**Segmentation dataset records**.
☆ ☆ ☆ ☆ ☆ ☆ ☆

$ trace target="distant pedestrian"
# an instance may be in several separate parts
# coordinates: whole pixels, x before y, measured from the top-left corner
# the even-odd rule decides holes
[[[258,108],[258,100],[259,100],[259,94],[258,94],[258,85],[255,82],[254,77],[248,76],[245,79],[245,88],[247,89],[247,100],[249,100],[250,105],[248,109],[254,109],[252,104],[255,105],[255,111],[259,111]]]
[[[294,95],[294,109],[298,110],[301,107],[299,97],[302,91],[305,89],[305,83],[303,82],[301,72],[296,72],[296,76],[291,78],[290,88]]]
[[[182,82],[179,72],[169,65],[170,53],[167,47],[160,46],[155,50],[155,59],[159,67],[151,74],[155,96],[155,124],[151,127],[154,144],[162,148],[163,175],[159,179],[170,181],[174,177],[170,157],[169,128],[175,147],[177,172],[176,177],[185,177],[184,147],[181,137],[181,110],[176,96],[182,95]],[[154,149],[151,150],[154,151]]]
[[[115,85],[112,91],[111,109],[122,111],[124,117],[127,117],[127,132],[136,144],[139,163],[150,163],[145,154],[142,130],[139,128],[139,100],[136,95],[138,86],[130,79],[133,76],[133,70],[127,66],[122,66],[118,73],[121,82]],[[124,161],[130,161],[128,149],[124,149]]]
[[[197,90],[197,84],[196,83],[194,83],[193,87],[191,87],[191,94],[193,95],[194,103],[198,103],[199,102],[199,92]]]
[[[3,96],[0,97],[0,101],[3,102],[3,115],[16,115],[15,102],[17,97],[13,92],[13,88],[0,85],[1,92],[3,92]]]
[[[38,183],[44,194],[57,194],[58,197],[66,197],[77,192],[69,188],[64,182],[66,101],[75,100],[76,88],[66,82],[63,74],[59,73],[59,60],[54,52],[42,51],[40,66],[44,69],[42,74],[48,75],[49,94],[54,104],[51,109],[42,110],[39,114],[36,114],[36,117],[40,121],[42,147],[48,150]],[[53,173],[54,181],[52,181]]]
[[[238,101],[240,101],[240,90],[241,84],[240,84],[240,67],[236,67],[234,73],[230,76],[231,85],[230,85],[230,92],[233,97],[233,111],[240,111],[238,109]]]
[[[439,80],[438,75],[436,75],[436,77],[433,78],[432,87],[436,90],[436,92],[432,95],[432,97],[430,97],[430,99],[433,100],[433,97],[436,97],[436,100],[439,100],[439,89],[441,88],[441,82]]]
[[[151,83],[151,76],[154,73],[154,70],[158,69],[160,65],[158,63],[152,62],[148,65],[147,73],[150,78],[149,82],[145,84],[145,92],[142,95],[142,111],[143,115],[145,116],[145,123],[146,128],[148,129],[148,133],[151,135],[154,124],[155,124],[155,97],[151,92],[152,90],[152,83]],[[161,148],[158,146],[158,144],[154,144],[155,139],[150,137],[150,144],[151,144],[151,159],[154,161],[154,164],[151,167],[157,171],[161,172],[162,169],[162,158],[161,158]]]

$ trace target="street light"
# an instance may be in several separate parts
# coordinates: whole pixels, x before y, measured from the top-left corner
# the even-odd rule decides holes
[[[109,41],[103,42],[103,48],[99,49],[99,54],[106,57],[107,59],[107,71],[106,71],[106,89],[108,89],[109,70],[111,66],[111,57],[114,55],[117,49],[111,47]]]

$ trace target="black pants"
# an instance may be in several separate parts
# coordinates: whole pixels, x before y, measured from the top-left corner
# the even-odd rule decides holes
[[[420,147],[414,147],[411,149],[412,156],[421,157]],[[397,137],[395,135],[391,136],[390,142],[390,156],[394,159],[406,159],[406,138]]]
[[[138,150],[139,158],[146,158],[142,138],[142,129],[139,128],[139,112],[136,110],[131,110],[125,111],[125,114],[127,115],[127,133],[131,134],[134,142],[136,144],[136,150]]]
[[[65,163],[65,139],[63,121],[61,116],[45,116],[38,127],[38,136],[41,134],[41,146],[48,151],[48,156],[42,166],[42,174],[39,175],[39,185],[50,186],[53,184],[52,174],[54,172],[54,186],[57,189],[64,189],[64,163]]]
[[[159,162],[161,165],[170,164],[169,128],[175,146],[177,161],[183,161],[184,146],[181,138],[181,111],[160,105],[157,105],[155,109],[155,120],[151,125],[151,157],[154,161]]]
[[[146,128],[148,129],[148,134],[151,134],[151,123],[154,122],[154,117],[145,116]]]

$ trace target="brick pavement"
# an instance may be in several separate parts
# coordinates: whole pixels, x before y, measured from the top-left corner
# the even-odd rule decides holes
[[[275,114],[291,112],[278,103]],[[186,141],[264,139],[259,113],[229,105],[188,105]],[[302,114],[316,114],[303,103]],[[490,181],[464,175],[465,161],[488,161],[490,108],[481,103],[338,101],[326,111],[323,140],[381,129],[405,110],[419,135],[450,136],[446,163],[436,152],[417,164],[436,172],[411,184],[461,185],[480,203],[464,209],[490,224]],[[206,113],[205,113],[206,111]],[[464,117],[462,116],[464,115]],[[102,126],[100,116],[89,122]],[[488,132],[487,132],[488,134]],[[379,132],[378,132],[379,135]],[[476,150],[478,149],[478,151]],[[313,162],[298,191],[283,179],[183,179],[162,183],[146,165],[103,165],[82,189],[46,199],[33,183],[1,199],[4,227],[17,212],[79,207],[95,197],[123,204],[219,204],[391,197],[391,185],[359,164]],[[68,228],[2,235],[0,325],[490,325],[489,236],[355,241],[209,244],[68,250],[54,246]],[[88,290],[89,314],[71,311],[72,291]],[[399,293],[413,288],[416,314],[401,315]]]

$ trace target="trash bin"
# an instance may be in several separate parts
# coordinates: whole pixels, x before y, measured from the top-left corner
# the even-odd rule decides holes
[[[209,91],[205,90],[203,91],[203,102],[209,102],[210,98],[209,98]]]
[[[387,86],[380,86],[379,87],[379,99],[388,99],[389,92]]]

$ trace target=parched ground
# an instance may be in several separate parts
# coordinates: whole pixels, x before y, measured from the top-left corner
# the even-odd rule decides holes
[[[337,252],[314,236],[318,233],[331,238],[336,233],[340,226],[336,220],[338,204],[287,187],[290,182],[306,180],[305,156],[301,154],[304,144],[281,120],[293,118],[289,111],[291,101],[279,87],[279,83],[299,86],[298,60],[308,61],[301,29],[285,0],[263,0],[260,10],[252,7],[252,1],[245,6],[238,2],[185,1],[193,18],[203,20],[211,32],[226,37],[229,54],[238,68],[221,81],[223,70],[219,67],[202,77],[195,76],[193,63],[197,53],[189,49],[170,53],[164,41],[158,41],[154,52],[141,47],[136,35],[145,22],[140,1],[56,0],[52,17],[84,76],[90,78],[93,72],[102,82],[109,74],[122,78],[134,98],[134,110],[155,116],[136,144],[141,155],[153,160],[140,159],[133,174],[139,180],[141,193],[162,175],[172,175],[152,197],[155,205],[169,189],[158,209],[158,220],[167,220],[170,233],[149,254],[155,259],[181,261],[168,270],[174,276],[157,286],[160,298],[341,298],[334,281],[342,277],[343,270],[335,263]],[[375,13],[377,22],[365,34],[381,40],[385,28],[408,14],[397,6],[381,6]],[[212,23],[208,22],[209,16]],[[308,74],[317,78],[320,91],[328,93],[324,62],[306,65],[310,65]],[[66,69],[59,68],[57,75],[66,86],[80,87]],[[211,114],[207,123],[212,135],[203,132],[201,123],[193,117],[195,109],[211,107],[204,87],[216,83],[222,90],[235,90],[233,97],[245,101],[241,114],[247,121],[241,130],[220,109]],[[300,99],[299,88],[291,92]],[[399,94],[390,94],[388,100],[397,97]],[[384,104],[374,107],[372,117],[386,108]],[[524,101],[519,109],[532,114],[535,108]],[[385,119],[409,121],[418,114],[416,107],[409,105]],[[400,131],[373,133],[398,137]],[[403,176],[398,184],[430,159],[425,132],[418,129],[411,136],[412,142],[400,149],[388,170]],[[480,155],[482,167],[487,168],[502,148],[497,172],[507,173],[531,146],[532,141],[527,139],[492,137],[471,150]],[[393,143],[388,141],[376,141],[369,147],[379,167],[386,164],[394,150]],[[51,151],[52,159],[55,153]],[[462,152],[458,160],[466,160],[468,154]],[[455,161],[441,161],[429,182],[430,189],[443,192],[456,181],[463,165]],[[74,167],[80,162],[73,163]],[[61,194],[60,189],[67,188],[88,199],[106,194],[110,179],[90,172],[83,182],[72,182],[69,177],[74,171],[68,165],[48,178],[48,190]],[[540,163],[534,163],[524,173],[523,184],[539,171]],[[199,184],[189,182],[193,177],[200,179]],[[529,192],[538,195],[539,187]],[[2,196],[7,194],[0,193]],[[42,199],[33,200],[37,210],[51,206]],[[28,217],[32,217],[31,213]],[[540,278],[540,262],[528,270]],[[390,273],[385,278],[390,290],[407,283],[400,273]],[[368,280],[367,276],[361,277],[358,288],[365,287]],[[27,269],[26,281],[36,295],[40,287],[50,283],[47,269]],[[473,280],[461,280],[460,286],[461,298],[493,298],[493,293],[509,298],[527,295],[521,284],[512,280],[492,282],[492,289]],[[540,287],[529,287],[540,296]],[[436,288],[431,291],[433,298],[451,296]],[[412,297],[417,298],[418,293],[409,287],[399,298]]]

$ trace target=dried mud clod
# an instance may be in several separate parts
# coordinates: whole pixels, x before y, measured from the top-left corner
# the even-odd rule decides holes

☆ ☆ ☆ ☆ ☆ ☆ ☆

**WHAT YOU HAVE TO DO**.
Copy out every line of the data above, starting at the line containing "target=dried mud clod" and running down to the end of the data, with no changes.

**IN RESPONSE**.
$ trace target=dried mud clod
# an instance may be in several separate parts
# coordinates: whole pixels, x before y, measured from the top-left corner
# the even-odd rule decides holes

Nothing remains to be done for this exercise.